--- start of Article ---

All Along the Watchtower

Tag Archives: TS Eliot

Sunday Poem: The Journey of the Magi

10 Sunday Jan 2021

Posted by JessicaHoff in Epiphany, poetry

≈ 1 Comment

Tags

Magi, Sunday Poem, TS Eliot

“A cold coming we had of it,
Just the worst time of the year
For a journey, and such a long journey:
The ways deep and the weather sharp,
The very dead of winter.”
And the camels galled, sore-footed, refractory
Lying down in the melting snow.
There were times we regretted
The summer palaces on slopes, the terraces,
And the silken girls bringing sherbet.
Then the camel men cursing and grumbling
And running away, and wanting their liquor and women,
And the night-fires going out, and the lack of shelters,
And the cities hostile and the towns unfriendly
And the villages dirty and charging high prices:
A hard time we had of it.
At the end we preferred to travel all night,
Sleeping in snatches,
With the voices singing in our ears, saying
That this was all folly.

Then at dawn we came down to a temperate valley,
Wet, below the snow line, smelling of vegetation;
With a running stream and a water-mill beating the darkness,
And three trees on the low sky,
And an old white horse galloped away in the meadow.
Then we came to a tavern with vine-leaves over the lintel,
Six hands at an open door dicing for pieces of silver,
And feet kicking the empty wine-skins.
But there was no information, and so we continued
And arriving at evening, not a moment too soon
Finding the place; it was (you may say) satisfactory.

All this was a long time ago, I remember,
And I would do it again, but set down
This set down
This: were we led all that way for
Birth or Death? There was a birth, certainly,
We had evidence and no doubt. I had seen birth and death,
But had thought they were different; this Birth was
Hard and bitter agony for us, like Death, our death.
We returned to our places, these Kingdoms,
But no longer at ease here, in the old dispensation,
With an alien people clutching their gods.
I should be glad of another death.

--- end of Article ---
--- start of Records ---

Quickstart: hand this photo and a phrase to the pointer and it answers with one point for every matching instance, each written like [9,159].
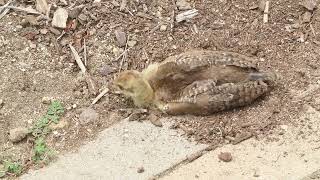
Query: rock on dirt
[17,134]
[60,125]
[225,156]
[155,120]
[42,6]
[46,100]
[262,5]
[183,5]
[88,115]
[140,170]
[60,17]
[121,37]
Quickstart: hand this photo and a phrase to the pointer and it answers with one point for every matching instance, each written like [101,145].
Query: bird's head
[132,84]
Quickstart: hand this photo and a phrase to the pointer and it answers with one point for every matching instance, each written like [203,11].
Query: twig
[124,55]
[129,11]
[99,96]
[63,33]
[85,51]
[173,15]
[186,15]
[155,28]
[78,59]
[266,12]
[27,10]
[6,10]
[123,5]
[312,30]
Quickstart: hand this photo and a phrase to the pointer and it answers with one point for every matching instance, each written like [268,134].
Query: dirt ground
[36,63]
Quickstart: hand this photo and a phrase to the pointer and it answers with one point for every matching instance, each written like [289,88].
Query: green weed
[10,167]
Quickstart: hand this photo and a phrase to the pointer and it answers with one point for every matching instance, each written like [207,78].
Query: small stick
[186,15]
[266,12]
[155,28]
[99,96]
[27,10]
[6,10]
[123,5]
[78,59]
[85,51]
[62,33]
[173,14]
[124,55]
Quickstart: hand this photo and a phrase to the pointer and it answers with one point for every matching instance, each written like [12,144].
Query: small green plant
[10,167]
[41,153]
[41,127]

--- end of Records ---

Challenges:
1: In the poem, where were the camels lying down?
2: Write out the poem word for word, from "Then the camel" to "we had of it.".

Solutions below:
1: In the melting snow.

2:
Then the camel men cursing and grumbling
And running away, and wanting their liquor and women,
And the night-fires going out, and the lack of shelters,
And the cities hostile and the towns unfriendly
And the villages dirty and charging high prices:
A hard time we had of it.